- Supplied information
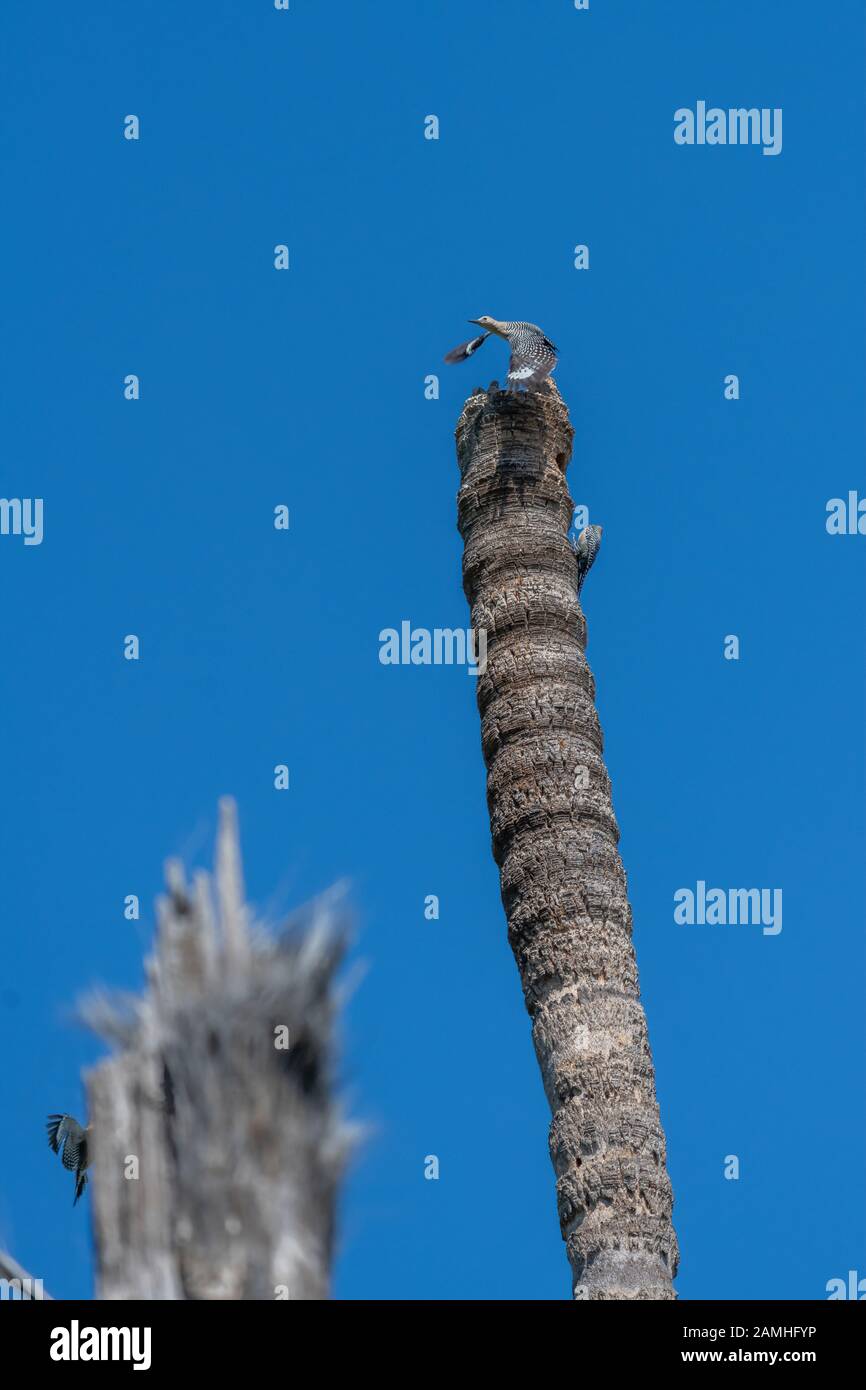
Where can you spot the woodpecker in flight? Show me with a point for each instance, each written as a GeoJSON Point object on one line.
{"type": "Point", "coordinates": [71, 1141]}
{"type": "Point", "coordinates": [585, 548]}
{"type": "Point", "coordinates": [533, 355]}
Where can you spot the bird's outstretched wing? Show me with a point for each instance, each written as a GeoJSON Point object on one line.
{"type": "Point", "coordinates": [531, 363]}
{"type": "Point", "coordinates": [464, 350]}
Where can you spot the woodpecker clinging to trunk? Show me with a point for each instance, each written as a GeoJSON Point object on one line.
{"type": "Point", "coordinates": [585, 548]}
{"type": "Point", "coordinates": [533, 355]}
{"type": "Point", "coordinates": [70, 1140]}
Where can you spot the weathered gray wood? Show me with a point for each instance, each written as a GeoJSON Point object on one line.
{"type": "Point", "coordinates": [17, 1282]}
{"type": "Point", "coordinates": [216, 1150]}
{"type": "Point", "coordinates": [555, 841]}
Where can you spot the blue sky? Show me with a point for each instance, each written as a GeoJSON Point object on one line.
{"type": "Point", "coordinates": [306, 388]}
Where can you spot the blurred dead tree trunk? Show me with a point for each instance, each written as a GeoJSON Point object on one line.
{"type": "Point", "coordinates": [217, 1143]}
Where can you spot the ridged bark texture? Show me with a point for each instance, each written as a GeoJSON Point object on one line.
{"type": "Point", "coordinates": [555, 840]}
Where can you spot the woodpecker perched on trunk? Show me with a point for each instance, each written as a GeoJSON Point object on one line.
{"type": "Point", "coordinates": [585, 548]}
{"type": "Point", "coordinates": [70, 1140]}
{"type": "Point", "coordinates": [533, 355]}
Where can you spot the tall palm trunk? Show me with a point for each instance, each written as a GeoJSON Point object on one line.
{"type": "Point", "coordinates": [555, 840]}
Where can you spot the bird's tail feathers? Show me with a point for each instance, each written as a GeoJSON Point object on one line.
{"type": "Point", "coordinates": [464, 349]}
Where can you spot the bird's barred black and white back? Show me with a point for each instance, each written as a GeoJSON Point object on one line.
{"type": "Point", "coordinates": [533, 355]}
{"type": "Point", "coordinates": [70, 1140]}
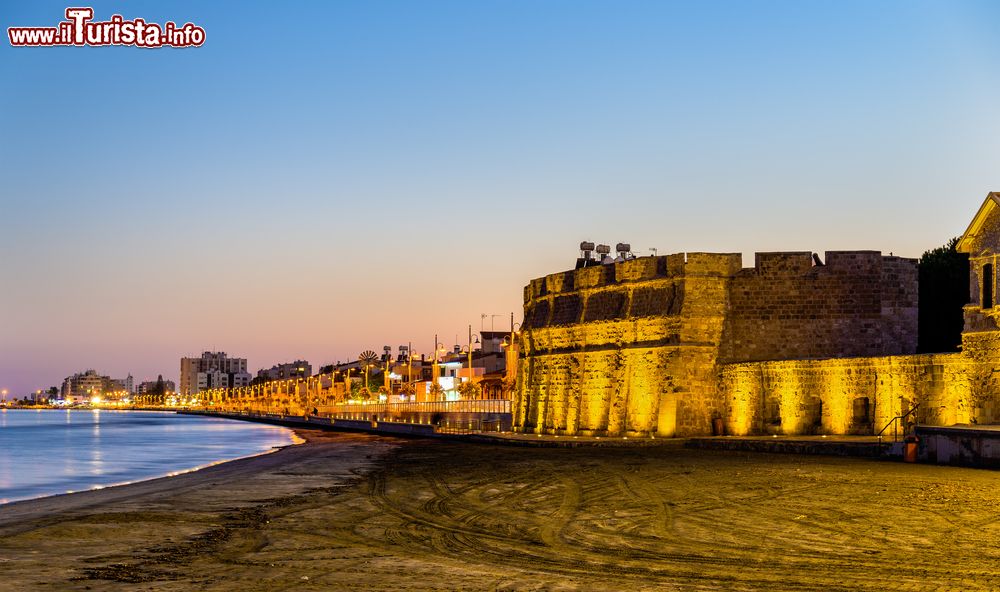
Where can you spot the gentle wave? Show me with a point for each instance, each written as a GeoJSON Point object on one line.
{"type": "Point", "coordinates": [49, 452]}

...

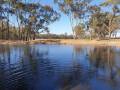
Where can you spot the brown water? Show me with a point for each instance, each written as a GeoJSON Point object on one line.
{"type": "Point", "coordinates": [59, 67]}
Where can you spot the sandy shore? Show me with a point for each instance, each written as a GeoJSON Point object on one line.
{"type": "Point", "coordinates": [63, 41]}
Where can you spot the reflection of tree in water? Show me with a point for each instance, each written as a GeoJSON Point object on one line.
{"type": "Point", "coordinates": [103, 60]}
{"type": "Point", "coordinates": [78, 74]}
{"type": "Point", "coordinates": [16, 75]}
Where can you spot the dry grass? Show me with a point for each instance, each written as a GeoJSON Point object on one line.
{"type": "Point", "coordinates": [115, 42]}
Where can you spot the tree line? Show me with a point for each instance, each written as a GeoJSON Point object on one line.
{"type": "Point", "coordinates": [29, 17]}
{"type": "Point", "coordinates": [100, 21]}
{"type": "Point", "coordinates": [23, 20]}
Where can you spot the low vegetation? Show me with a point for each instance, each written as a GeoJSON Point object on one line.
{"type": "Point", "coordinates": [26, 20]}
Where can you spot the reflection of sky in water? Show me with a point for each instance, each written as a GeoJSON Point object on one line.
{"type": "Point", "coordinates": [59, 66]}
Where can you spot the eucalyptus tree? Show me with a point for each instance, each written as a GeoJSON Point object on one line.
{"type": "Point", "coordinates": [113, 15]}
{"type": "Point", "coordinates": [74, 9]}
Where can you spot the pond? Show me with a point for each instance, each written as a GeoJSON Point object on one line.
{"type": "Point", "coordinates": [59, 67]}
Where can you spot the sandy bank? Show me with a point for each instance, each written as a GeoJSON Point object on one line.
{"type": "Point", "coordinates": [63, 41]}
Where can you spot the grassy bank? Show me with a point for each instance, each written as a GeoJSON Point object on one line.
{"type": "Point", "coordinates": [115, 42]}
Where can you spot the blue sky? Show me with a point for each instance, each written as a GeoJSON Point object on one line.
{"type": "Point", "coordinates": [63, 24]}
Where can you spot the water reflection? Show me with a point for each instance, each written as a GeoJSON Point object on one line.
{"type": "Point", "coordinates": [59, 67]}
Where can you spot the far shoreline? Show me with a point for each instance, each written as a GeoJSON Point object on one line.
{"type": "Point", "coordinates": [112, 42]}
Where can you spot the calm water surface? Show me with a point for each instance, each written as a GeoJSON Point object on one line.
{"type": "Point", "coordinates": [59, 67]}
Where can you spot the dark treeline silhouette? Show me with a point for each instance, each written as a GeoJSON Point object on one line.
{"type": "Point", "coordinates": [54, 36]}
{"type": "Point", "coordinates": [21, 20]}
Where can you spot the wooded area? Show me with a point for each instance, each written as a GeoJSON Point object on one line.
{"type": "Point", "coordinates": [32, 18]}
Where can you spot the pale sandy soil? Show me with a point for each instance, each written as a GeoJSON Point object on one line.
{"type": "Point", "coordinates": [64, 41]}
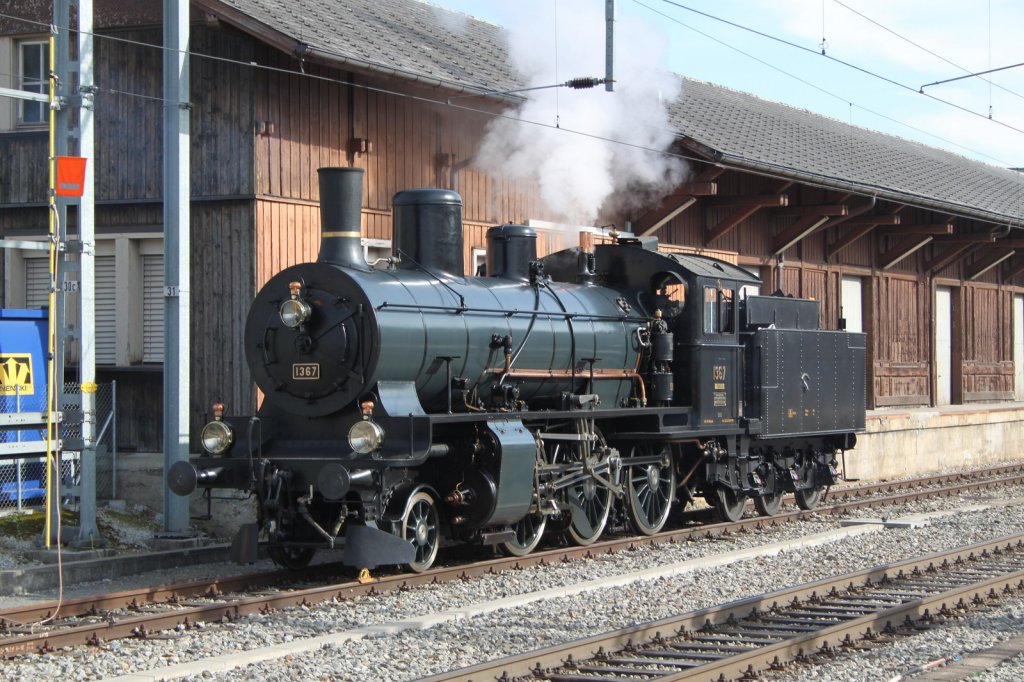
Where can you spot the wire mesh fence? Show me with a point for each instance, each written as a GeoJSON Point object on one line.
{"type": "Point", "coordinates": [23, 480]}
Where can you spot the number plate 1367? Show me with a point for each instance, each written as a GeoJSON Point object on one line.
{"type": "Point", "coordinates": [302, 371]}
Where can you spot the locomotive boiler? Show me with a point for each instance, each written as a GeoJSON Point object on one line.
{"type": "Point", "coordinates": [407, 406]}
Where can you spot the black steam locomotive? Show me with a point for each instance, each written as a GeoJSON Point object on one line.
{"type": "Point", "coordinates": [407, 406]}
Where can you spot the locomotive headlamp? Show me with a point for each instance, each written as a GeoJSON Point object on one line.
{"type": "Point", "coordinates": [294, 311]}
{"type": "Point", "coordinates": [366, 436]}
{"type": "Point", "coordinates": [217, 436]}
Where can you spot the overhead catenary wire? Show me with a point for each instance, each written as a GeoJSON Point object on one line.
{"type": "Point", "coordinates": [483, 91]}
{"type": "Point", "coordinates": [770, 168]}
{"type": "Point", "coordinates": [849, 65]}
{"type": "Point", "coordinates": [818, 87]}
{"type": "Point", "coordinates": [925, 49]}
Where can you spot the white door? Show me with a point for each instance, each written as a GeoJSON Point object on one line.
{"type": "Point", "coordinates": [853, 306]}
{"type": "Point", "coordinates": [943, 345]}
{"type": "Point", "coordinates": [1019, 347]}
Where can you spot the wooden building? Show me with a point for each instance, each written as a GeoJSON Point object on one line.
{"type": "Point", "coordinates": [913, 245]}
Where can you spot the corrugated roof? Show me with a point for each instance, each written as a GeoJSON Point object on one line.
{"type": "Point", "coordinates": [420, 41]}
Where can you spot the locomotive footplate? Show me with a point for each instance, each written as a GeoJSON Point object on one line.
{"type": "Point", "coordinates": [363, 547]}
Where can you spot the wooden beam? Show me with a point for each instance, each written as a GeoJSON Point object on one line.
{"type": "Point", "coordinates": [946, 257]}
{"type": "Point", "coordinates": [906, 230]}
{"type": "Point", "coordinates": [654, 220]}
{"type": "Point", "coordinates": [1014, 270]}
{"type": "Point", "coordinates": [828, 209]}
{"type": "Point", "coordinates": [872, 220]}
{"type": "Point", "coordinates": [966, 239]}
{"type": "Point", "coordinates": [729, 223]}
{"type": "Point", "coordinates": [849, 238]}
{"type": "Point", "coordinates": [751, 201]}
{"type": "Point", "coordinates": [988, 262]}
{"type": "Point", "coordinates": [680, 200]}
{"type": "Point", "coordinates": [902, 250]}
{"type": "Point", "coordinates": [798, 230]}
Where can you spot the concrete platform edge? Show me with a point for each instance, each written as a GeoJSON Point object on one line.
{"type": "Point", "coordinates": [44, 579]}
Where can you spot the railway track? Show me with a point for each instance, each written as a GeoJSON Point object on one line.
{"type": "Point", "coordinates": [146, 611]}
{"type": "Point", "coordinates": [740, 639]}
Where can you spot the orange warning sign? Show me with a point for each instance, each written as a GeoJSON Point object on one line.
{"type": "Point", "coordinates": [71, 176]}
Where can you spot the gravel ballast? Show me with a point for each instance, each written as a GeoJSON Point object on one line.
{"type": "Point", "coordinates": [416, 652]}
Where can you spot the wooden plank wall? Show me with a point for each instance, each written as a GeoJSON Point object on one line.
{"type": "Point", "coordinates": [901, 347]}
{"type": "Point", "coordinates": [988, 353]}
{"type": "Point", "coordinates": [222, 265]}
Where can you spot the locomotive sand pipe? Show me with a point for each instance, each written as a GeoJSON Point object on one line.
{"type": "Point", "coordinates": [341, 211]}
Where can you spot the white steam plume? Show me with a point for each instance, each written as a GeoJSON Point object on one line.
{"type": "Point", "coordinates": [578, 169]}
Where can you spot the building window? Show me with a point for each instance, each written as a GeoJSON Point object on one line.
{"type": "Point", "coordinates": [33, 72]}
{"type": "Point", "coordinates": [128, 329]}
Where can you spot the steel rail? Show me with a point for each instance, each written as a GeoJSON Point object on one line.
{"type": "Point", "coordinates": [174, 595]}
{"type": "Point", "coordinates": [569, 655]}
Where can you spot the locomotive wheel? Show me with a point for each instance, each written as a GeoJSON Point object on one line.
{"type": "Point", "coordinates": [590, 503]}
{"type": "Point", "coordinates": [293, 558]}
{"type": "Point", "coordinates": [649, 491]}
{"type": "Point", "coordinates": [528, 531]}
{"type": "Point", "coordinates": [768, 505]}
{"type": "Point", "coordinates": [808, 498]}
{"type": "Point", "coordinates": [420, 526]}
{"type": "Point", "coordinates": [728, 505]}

- Problem statement
How many lines in the entries above contain the string "bank"? Case matters, and your reply should be only the number.

- Finished exercise
2